- [Problem set]
(1) Answer these from the abstract:
(a) Which face value scheme is extended to multiple dimensions?
(b) What tool is used to define the flux limiter UltraC?
(c) What new thing is proposed for discretizing velocity and pressure?
(2) Reproduce the abstract word for word, everything from "Combining the material" down to "mass of materials.".

- [Source passage]
+ + + + + + +

Earth Science and Engineering, Imperial College London
Doi
Abstract
The ability to distinguish between regions with different material properties is essential
when numerically modelling many physical systems. Using a dual control volume
mesh that avoids the problem of corner coupling, the HyperC face value scheme is extended
to multiple dimensions and applied as a device for material advection on unstructured
simplex meshes. The new scheme performs well at maintaining sharp interfaces
between materials and is shown to produce small advection errors, comparable to those
of standard material advection methods on structured meshes. To further minimise numerical
diffusion of material interfaces a total variation bounded
flux limiter, UltraC, is
defined using a normalised variable diagram.
Combining the material tracking scheme with dynamically adapting meshes, the use
of a minimally dissipative bounded projection algorithm for interpolating fields from
the old mesh to the new, optimised mesh is demonstrated that conserves the mass of
each material. More generally, material conservation during the advection process is
ensured through the coupling of the material tracking scheme to the momentum and mass
equations. A new element pair for the discretisation of velocity and pressure is proposed
that maintains the stability of the system while conserving the mass of materials.

+ + + + + + +

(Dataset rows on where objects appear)
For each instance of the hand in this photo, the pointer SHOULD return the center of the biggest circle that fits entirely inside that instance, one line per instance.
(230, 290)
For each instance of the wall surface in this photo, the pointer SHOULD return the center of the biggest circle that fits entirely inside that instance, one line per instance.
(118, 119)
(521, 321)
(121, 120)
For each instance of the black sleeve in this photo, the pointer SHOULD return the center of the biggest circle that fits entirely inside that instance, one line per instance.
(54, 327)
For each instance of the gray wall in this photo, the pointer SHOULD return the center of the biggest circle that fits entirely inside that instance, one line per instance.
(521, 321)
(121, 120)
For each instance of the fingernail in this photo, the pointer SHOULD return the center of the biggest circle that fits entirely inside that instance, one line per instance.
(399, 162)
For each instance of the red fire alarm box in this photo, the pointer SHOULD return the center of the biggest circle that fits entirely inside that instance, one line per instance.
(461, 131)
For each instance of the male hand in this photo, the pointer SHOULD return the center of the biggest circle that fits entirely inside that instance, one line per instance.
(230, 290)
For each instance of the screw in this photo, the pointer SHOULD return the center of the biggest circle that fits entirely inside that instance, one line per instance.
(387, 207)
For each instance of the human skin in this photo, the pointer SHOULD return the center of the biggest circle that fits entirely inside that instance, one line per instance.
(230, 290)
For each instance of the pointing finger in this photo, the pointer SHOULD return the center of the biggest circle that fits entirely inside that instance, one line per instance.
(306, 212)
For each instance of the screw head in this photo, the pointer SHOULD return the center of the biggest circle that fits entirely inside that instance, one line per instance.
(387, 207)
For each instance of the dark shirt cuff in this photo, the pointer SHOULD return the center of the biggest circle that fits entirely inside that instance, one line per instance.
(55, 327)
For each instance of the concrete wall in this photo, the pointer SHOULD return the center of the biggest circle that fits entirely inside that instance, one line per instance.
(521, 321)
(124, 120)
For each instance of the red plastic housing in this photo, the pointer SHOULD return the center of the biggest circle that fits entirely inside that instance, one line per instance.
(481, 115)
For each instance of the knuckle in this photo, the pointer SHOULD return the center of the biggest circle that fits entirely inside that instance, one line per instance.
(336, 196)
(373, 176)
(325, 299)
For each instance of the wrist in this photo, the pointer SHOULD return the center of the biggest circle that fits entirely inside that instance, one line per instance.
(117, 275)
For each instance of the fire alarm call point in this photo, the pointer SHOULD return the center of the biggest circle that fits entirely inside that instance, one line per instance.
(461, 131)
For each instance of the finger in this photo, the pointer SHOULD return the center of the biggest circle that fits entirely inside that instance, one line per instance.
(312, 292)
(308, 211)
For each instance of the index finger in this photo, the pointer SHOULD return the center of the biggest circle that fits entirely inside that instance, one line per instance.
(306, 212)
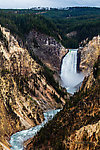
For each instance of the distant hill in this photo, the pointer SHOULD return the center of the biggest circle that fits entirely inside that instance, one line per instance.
(84, 21)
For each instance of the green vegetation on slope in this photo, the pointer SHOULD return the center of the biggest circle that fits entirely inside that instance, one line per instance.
(81, 110)
(84, 21)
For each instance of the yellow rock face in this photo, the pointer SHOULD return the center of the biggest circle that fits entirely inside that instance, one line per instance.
(24, 91)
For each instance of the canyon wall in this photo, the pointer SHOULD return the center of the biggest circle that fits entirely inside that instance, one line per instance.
(26, 88)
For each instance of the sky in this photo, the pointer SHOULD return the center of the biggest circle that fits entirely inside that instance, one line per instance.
(47, 3)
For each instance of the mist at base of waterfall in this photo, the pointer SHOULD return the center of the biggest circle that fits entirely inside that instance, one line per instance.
(70, 79)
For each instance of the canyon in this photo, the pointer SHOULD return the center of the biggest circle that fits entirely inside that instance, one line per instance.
(77, 126)
(27, 88)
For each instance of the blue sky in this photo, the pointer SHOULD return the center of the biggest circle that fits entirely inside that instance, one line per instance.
(47, 3)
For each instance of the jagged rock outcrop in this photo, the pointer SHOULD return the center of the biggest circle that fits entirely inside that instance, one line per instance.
(77, 126)
(26, 90)
(89, 55)
(47, 49)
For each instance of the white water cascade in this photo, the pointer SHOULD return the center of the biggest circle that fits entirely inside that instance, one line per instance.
(70, 79)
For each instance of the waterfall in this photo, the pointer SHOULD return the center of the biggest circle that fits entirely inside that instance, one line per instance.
(69, 76)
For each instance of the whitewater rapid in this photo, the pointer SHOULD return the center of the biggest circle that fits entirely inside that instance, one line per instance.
(17, 140)
(70, 78)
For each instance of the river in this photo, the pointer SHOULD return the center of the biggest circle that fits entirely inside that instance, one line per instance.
(19, 138)
(70, 78)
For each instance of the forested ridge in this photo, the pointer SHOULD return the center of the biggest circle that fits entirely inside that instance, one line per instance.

+ + + + + + +

- [Task-by-task outputs]
(1)
(a) The HyperC face value scheme.
(b) A normalised variable diagram.
(c) A new element pair.

(2)
Combining the material tracking scheme with dynamically adapting meshes, the use
of a minimally dissipative bounded projection algorithm for interpolating fields from
the old mesh to the new, optimised mesh is demonstrated that conserves the mass of
each material. More generally, material conservation during the advection process is
ensured through the coupling of the material tracking scheme to the momentum and mass
equations. A new element pair for the discretisation of velocity and pressure is proposed
that maintains the stability of the system while conserving the mass of materials.